*PROVIDED MATERIAL*:
<<<<

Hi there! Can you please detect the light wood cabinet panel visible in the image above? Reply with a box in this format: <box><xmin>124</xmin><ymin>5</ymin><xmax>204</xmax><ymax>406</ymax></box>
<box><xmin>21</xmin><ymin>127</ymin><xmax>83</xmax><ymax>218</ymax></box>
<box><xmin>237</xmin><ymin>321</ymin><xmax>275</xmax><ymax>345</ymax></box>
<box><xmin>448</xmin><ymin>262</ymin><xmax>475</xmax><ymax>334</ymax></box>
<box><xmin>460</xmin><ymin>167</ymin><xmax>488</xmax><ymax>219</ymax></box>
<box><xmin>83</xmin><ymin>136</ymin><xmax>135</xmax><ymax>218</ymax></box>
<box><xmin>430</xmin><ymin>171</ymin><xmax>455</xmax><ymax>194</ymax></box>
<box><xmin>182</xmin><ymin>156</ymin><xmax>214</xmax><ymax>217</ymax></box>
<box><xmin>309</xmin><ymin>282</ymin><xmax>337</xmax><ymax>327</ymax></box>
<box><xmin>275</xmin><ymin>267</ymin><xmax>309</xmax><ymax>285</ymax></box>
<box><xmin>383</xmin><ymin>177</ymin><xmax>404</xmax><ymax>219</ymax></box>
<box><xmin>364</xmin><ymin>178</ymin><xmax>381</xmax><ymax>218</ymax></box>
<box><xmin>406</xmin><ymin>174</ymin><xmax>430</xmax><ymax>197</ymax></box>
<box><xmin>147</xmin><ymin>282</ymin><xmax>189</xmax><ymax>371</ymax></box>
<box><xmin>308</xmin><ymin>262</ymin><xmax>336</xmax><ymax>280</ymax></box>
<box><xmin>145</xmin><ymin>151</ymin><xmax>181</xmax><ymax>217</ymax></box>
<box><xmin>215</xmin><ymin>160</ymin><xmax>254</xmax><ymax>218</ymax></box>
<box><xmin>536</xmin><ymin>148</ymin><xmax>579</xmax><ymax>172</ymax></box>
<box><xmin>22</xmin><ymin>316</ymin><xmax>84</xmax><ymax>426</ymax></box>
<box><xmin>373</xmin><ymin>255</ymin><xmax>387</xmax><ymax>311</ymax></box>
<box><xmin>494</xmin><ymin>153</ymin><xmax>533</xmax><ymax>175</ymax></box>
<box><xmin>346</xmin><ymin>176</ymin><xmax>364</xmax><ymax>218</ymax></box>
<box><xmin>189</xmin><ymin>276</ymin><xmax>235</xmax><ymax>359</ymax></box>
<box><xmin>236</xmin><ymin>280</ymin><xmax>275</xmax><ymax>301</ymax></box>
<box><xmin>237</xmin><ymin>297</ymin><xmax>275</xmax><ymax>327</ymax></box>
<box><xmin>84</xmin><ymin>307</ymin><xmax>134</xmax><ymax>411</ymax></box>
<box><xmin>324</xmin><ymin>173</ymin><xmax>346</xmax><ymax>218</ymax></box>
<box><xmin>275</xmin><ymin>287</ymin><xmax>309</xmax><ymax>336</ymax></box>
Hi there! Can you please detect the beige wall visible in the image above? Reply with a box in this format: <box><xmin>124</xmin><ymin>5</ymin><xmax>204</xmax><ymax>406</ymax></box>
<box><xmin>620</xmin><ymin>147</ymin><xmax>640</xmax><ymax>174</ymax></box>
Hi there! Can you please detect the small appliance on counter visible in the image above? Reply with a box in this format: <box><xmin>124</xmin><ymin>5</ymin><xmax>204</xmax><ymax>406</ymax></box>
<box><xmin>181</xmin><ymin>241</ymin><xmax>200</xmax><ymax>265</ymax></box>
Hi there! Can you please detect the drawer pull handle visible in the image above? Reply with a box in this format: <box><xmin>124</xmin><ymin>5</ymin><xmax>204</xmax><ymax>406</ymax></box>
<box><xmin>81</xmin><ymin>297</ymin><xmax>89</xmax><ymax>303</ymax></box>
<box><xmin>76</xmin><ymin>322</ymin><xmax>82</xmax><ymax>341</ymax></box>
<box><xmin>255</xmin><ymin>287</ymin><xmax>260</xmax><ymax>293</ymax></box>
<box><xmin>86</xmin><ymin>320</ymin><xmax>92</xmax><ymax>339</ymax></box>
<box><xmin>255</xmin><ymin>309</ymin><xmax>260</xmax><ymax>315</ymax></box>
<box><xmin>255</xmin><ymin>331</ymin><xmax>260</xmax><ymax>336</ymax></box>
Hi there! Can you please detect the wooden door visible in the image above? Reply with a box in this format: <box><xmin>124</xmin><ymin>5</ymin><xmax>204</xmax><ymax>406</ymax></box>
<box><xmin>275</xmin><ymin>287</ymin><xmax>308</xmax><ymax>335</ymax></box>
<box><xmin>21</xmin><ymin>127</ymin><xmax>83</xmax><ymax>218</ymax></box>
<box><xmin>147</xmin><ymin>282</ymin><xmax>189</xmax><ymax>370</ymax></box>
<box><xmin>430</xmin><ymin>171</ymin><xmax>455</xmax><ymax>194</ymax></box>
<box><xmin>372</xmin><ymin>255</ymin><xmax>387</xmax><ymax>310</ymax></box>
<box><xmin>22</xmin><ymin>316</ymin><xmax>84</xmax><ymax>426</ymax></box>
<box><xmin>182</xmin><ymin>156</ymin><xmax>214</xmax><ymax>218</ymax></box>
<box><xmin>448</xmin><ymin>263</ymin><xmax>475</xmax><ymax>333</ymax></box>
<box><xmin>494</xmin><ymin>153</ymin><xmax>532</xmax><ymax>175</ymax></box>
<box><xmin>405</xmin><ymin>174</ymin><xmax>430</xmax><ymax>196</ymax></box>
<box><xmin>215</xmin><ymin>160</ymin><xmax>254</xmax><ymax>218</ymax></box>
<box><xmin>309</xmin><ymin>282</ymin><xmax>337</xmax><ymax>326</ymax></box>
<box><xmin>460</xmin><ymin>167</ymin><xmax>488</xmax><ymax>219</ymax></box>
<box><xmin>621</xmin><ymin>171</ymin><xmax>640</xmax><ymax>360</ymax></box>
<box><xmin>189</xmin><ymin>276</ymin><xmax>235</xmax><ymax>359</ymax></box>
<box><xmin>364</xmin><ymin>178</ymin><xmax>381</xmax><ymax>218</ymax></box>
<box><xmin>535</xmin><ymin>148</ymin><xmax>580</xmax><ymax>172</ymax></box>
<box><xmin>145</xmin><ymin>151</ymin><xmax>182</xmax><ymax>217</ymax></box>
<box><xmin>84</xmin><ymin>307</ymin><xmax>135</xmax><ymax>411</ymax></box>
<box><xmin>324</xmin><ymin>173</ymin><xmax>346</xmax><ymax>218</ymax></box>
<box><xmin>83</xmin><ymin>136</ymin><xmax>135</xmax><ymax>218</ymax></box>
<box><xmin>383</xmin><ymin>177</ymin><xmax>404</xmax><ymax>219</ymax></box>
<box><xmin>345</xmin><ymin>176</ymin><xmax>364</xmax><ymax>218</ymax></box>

>>>>

*THE PROBLEM*:
One exact transcript of the whole listing is the expected answer.

*WRITTEN SOLUTION*:
Hi there! Can you please detect the light wood cabinet panel visible in the image above? Reply with a box in this format: <box><xmin>124</xmin><ymin>5</ymin><xmax>204</xmax><ymax>406</ymax></box>
<box><xmin>21</xmin><ymin>127</ymin><xmax>83</xmax><ymax>218</ymax></box>
<box><xmin>237</xmin><ymin>321</ymin><xmax>275</xmax><ymax>345</ymax></box>
<box><xmin>448</xmin><ymin>262</ymin><xmax>475</xmax><ymax>334</ymax></box>
<box><xmin>460</xmin><ymin>167</ymin><xmax>488</xmax><ymax>219</ymax></box>
<box><xmin>83</xmin><ymin>136</ymin><xmax>135</xmax><ymax>218</ymax></box>
<box><xmin>430</xmin><ymin>171</ymin><xmax>455</xmax><ymax>194</ymax></box>
<box><xmin>182</xmin><ymin>156</ymin><xmax>214</xmax><ymax>217</ymax></box>
<box><xmin>309</xmin><ymin>282</ymin><xmax>337</xmax><ymax>327</ymax></box>
<box><xmin>275</xmin><ymin>267</ymin><xmax>309</xmax><ymax>285</ymax></box>
<box><xmin>383</xmin><ymin>177</ymin><xmax>404</xmax><ymax>219</ymax></box>
<box><xmin>364</xmin><ymin>178</ymin><xmax>381</xmax><ymax>218</ymax></box>
<box><xmin>406</xmin><ymin>174</ymin><xmax>430</xmax><ymax>197</ymax></box>
<box><xmin>147</xmin><ymin>282</ymin><xmax>189</xmax><ymax>371</ymax></box>
<box><xmin>308</xmin><ymin>262</ymin><xmax>336</xmax><ymax>280</ymax></box>
<box><xmin>145</xmin><ymin>151</ymin><xmax>181</xmax><ymax>217</ymax></box>
<box><xmin>215</xmin><ymin>160</ymin><xmax>254</xmax><ymax>218</ymax></box>
<box><xmin>536</xmin><ymin>148</ymin><xmax>579</xmax><ymax>172</ymax></box>
<box><xmin>22</xmin><ymin>316</ymin><xmax>84</xmax><ymax>426</ymax></box>
<box><xmin>373</xmin><ymin>255</ymin><xmax>387</xmax><ymax>311</ymax></box>
<box><xmin>494</xmin><ymin>153</ymin><xmax>533</xmax><ymax>175</ymax></box>
<box><xmin>346</xmin><ymin>176</ymin><xmax>364</xmax><ymax>218</ymax></box>
<box><xmin>189</xmin><ymin>276</ymin><xmax>235</xmax><ymax>359</ymax></box>
<box><xmin>236</xmin><ymin>280</ymin><xmax>275</xmax><ymax>301</ymax></box>
<box><xmin>237</xmin><ymin>297</ymin><xmax>275</xmax><ymax>327</ymax></box>
<box><xmin>84</xmin><ymin>307</ymin><xmax>134</xmax><ymax>411</ymax></box>
<box><xmin>324</xmin><ymin>173</ymin><xmax>346</xmax><ymax>218</ymax></box>
<box><xmin>275</xmin><ymin>287</ymin><xmax>309</xmax><ymax>336</ymax></box>
Hi there! Can you please detect the beige wall visible in the image above? Reply with a box in this format: <box><xmin>124</xmin><ymin>5</ymin><xmax>204</xmax><ymax>406</ymax></box>
<box><xmin>620</xmin><ymin>147</ymin><xmax>640</xmax><ymax>174</ymax></box>
Hi there! Can you please detect the small appliance on counter visible in the image above? Reply with a box in this format: <box><xmin>124</xmin><ymin>5</ymin><xmax>204</xmax><ymax>406</ymax></box>
<box><xmin>181</xmin><ymin>241</ymin><xmax>200</xmax><ymax>265</ymax></box>
Hi there! Can you please detect the drawer pull handle visible in the image above? Reply with a box in this format: <box><xmin>124</xmin><ymin>5</ymin><xmax>204</xmax><ymax>406</ymax></box>
<box><xmin>81</xmin><ymin>297</ymin><xmax>89</xmax><ymax>303</ymax></box>
<box><xmin>76</xmin><ymin>322</ymin><xmax>82</xmax><ymax>341</ymax></box>
<box><xmin>255</xmin><ymin>287</ymin><xmax>260</xmax><ymax>293</ymax></box>
<box><xmin>86</xmin><ymin>320</ymin><xmax>92</xmax><ymax>339</ymax></box>
<box><xmin>255</xmin><ymin>309</ymin><xmax>260</xmax><ymax>315</ymax></box>
<box><xmin>255</xmin><ymin>331</ymin><xmax>260</xmax><ymax>336</ymax></box>
Hi there! Can you please detect the wooden door visible in the image above? Reply with a box in this format: <box><xmin>124</xmin><ymin>5</ymin><xmax>204</xmax><ymax>406</ymax></box>
<box><xmin>275</xmin><ymin>287</ymin><xmax>308</xmax><ymax>335</ymax></box>
<box><xmin>21</xmin><ymin>127</ymin><xmax>83</xmax><ymax>218</ymax></box>
<box><xmin>147</xmin><ymin>282</ymin><xmax>189</xmax><ymax>370</ymax></box>
<box><xmin>430</xmin><ymin>171</ymin><xmax>455</xmax><ymax>194</ymax></box>
<box><xmin>372</xmin><ymin>255</ymin><xmax>387</xmax><ymax>310</ymax></box>
<box><xmin>22</xmin><ymin>316</ymin><xmax>84</xmax><ymax>426</ymax></box>
<box><xmin>182</xmin><ymin>156</ymin><xmax>214</xmax><ymax>218</ymax></box>
<box><xmin>448</xmin><ymin>263</ymin><xmax>475</xmax><ymax>333</ymax></box>
<box><xmin>494</xmin><ymin>153</ymin><xmax>532</xmax><ymax>175</ymax></box>
<box><xmin>405</xmin><ymin>174</ymin><xmax>430</xmax><ymax>196</ymax></box>
<box><xmin>215</xmin><ymin>160</ymin><xmax>254</xmax><ymax>218</ymax></box>
<box><xmin>309</xmin><ymin>282</ymin><xmax>337</xmax><ymax>326</ymax></box>
<box><xmin>460</xmin><ymin>167</ymin><xmax>488</xmax><ymax>219</ymax></box>
<box><xmin>621</xmin><ymin>171</ymin><xmax>640</xmax><ymax>360</ymax></box>
<box><xmin>189</xmin><ymin>276</ymin><xmax>235</xmax><ymax>359</ymax></box>
<box><xmin>364</xmin><ymin>178</ymin><xmax>381</xmax><ymax>218</ymax></box>
<box><xmin>535</xmin><ymin>148</ymin><xmax>580</xmax><ymax>172</ymax></box>
<box><xmin>145</xmin><ymin>151</ymin><xmax>182</xmax><ymax>217</ymax></box>
<box><xmin>84</xmin><ymin>307</ymin><xmax>135</xmax><ymax>411</ymax></box>
<box><xmin>324</xmin><ymin>173</ymin><xmax>346</xmax><ymax>218</ymax></box>
<box><xmin>83</xmin><ymin>136</ymin><xmax>135</xmax><ymax>218</ymax></box>
<box><xmin>383</xmin><ymin>177</ymin><xmax>404</xmax><ymax>219</ymax></box>
<box><xmin>345</xmin><ymin>176</ymin><xmax>364</xmax><ymax>218</ymax></box>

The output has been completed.